Associate Supreme Court Justice Brett Kavanaugh's 2018 confirmation hearings were a feeding frenzy. Christine Blasey Ford wrote a letter to her congresswoman in which she accused Kavanaugh of having kissed and groped her decades earlier at a high school party. The letter made its way to Sen. Dianne Feinstein, whose office allegedly leaked the letter to the press. Ford had no corroborating witnesses -- and, by the way, never accused Kavanaugh of rape. But that didn't stop the outrage chorus from calling Kavanaugh a rapist. Due process be damned, the left -- male and female -- rallied under the #BelieveWomen banner, insisting that the mere accusation meant Kavanaugh should be presumed guilty.

Reade, on the other hand, has accused Biden of rape, and more recently -- in 1993, when he was a U.S. senator. But he's a Democrat, so the rules are different. The press ignored the story as long as it could and then dismissed it, Reade's corroborating evidence notwithstanding. Biden, of course, has denied Reade's allegation. He (unlike Kavanaugh) is, of course, to be believed. Democratic Sen. Chuck Schumer proclaimed Biden's denial is "sufficient." The same Feinstein who had no trouble standing behind Ford and her 35-year-old accusations said of Reade, "I don't know this person at all who has made the allegations. She came out of nowhere. Where has she been all these years?"

Yeah, OK.

Feinstein is not the only feminist to sell out. Author Linda Hirshman has made a career of feminist essays, including ones that excoriate educated women who leave the workforce to stay home and raise their children. Hirshman wrote a headline reading, "I Believe Tara Reade. I'm Voting for Joe Biden Anyway." (Hirshman's feminist evolution apparently has three stages: First: "pro-choice." Next: "Sorry -- wrong choice." Now: "Ugly moral choice." Got that?) Hirshman is not breaking new ground; so-called "feminists" like Gloria Steinem were defending former President Bill Clinton's sexual depravity more than 20 years ago.

And it gets worse. Over the past week, evidence has emerged indicating that the FBI under then-President Barack Obama engaged in prosecutorial misconduct in its pursuit of former national security adviser Michael Flynn. This only adds to the stench surrounding the FBI's unlawful efforts -- including misleading federal judges -- to spy on the Trump campaign (and, after Trump won the presidential election, on the incoming Trump administration) under a fictitious pretense of "collusion" with Russia.

[Task objective]
Answer these questions about the excerpt above:
1. What did Christine Blasey Ford accuse Kavanaugh of in her letter?
2. In what year does Reade's accusation against Biden place the alleged rape?
3. What headline did Linda Hirshman write?

[Source material]
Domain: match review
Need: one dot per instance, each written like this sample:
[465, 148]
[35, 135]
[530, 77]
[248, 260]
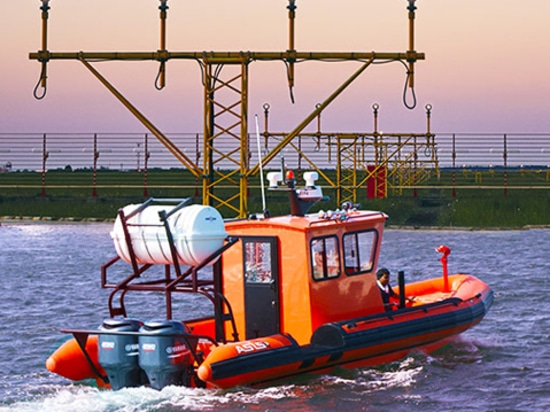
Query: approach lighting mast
[225, 99]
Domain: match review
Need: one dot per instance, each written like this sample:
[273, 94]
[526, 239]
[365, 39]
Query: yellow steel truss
[225, 78]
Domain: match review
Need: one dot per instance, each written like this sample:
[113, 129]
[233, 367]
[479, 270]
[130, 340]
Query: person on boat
[383, 281]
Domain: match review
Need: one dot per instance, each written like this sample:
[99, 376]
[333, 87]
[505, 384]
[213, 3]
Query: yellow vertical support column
[226, 154]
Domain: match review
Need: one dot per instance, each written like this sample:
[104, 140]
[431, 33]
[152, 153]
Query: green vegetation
[480, 199]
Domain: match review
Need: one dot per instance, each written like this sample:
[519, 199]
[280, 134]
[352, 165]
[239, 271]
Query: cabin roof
[312, 221]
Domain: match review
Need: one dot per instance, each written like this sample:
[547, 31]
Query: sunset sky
[487, 66]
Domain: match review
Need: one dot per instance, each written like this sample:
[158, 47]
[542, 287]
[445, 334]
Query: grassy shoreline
[520, 209]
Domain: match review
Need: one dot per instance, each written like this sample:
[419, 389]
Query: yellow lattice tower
[225, 119]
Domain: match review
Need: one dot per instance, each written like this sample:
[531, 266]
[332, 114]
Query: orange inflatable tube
[234, 350]
[69, 360]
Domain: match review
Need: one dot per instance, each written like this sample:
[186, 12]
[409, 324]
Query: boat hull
[371, 340]
[364, 341]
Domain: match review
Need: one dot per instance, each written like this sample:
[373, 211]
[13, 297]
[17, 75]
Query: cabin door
[261, 286]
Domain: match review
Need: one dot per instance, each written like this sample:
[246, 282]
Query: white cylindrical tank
[197, 230]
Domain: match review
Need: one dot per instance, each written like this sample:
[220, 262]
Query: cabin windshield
[359, 251]
[325, 257]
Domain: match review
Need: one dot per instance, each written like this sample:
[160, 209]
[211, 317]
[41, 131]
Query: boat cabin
[291, 274]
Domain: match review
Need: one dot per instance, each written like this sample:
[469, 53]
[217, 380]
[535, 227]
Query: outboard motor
[118, 354]
[164, 354]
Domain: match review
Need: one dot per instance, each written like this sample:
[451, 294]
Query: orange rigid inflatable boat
[290, 295]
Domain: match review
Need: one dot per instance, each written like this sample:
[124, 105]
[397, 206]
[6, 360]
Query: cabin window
[325, 258]
[359, 251]
[257, 257]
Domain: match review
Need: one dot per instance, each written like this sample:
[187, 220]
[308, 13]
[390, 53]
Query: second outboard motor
[118, 354]
[163, 353]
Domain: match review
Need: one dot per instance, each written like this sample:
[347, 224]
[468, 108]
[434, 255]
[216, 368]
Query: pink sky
[486, 70]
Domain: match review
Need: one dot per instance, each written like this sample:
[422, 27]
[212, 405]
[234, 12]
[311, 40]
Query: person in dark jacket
[383, 281]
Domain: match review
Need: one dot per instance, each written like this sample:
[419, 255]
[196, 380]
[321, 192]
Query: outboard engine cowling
[118, 354]
[164, 354]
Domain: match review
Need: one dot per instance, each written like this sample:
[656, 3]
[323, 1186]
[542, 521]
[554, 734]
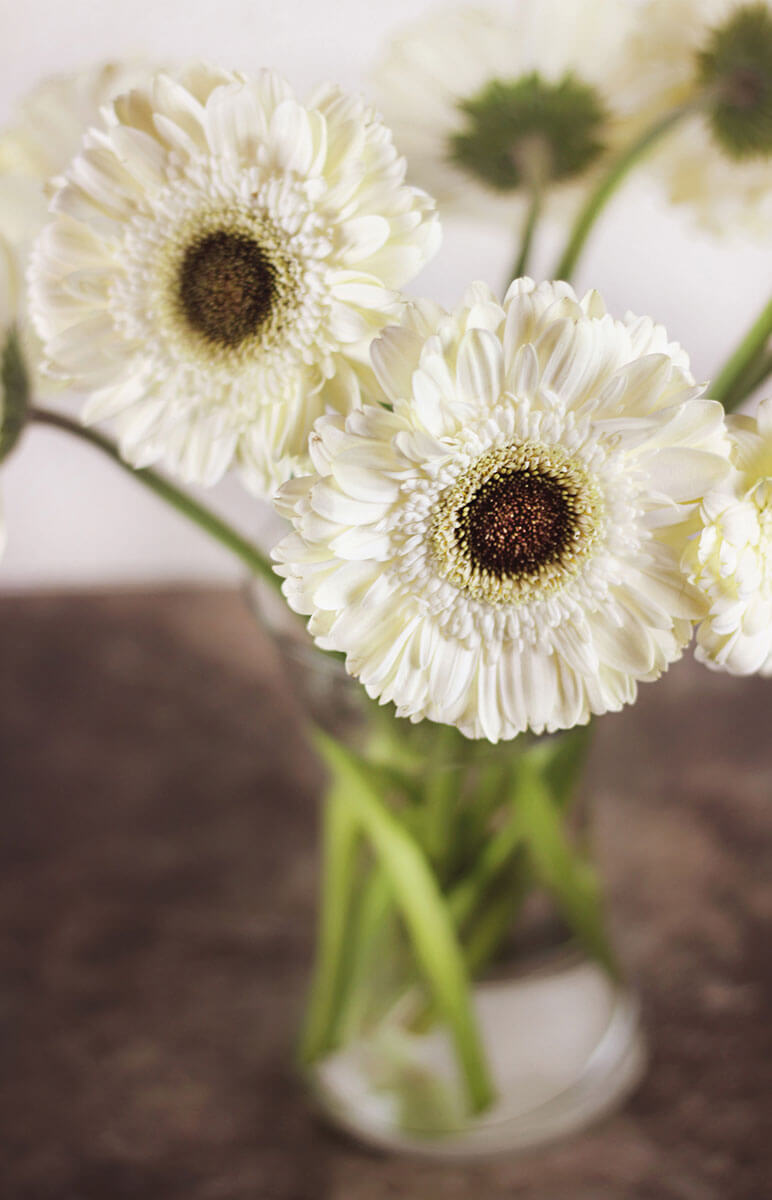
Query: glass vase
[502, 839]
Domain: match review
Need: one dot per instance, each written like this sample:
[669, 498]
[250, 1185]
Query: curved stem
[742, 373]
[609, 184]
[526, 238]
[181, 501]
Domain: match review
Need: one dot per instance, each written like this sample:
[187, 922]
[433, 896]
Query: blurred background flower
[648, 256]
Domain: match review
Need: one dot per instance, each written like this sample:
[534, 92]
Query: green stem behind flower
[609, 184]
[533, 214]
[748, 366]
[178, 499]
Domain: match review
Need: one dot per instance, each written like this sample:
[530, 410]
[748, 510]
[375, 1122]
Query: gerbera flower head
[730, 558]
[719, 53]
[488, 103]
[500, 549]
[221, 257]
[35, 148]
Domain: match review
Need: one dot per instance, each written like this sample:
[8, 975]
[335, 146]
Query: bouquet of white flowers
[498, 520]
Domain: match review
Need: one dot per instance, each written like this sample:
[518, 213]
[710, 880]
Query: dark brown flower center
[226, 287]
[516, 523]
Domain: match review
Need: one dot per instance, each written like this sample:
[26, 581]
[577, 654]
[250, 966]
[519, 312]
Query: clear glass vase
[558, 1029]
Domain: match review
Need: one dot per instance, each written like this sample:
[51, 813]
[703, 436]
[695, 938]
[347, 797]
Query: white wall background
[75, 519]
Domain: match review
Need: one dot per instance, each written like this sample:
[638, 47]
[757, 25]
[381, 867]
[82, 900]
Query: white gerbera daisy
[486, 103]
[719, 161]
[34, 149]
[220, 259]
[730, 561]
[501, 549]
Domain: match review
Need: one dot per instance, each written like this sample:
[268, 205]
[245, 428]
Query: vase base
[564, 1045]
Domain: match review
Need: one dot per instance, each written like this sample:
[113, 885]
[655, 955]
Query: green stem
[609, 184]
[526, 238]
[181, 501]
[340, 838]
[426, 918]
[729, 387]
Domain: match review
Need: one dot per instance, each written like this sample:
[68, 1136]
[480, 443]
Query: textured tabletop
[156, 912]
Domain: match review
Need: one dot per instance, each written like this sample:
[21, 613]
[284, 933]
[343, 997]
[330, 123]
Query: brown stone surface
[156, 910]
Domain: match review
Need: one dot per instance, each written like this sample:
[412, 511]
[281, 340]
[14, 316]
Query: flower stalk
[190, 508]
[748, 365]
[533, 214]
[611, 181]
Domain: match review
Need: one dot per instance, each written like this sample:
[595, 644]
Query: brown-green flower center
[226, 287]
[516, 523]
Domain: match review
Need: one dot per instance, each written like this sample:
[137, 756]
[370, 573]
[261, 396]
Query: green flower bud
[736, 69]
[530, 132]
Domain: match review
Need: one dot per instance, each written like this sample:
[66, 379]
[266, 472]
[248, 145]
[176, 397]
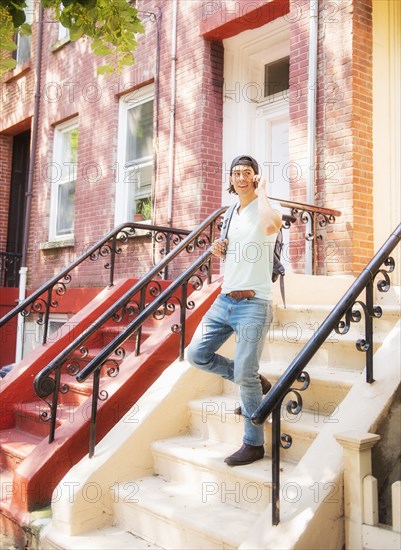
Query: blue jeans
[249, 319]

[Solved problem]
1. Kissing and groping her decades earlier at a high school party.
2. 1993.
3. "I Believe Tara Reade. I'm Voting for Joe Biden Anyway."